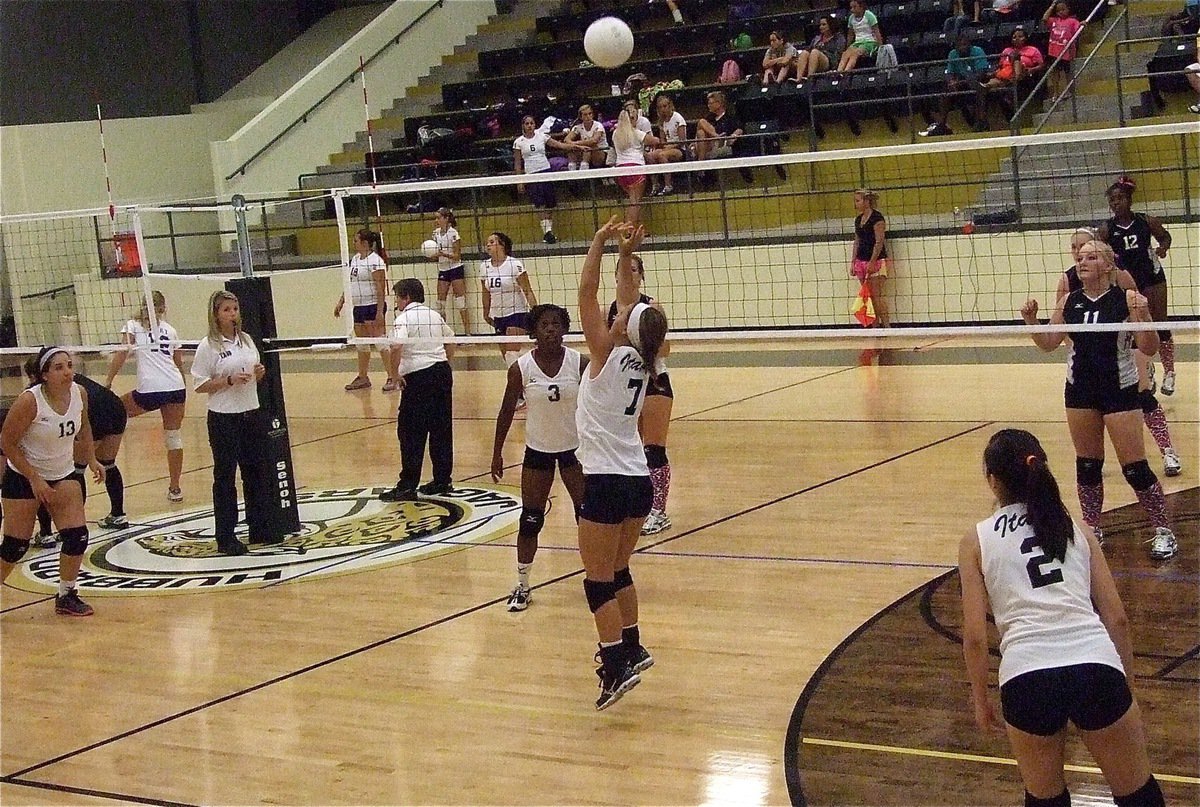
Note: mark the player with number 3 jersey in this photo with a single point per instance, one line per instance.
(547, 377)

---

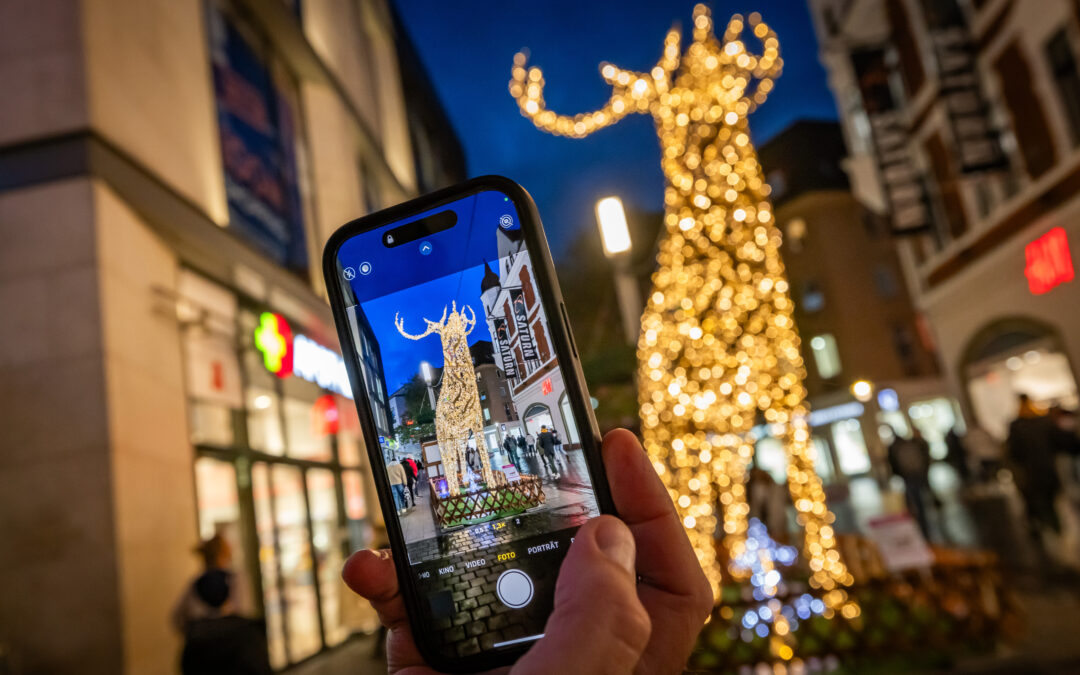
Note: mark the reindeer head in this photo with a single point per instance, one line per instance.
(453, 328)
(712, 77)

* * *

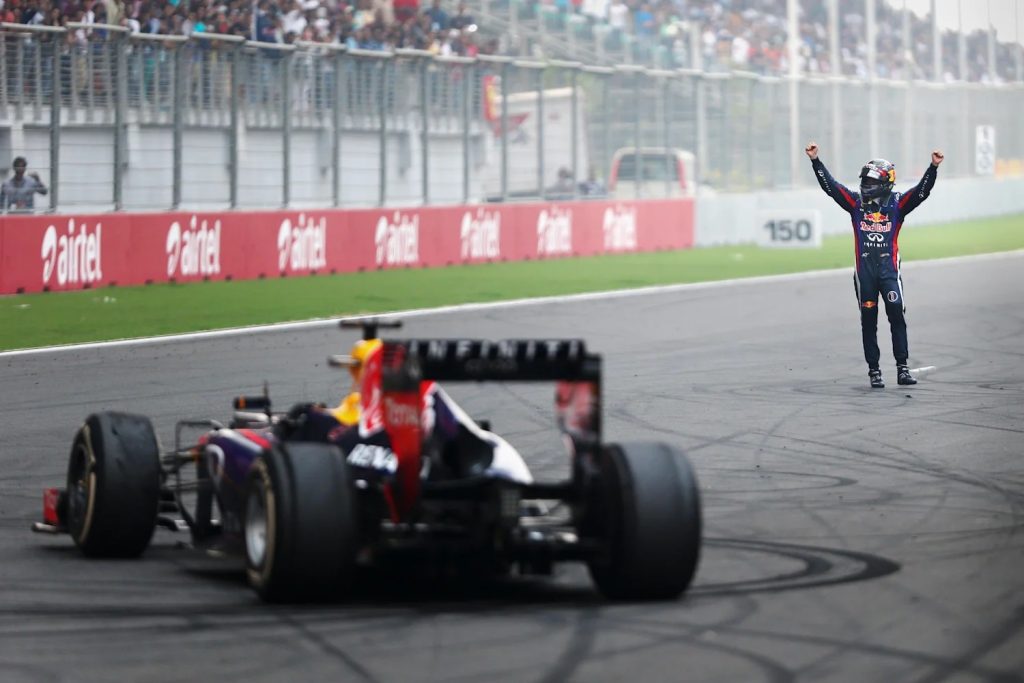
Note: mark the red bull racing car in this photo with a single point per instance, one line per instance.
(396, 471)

(Work to complete): Copy out every line in the rows above that contains the word "number". Case counts.

(Full response):
Note: mark the player with number 3 jersey in this photo with a single point per instance, one line per instance.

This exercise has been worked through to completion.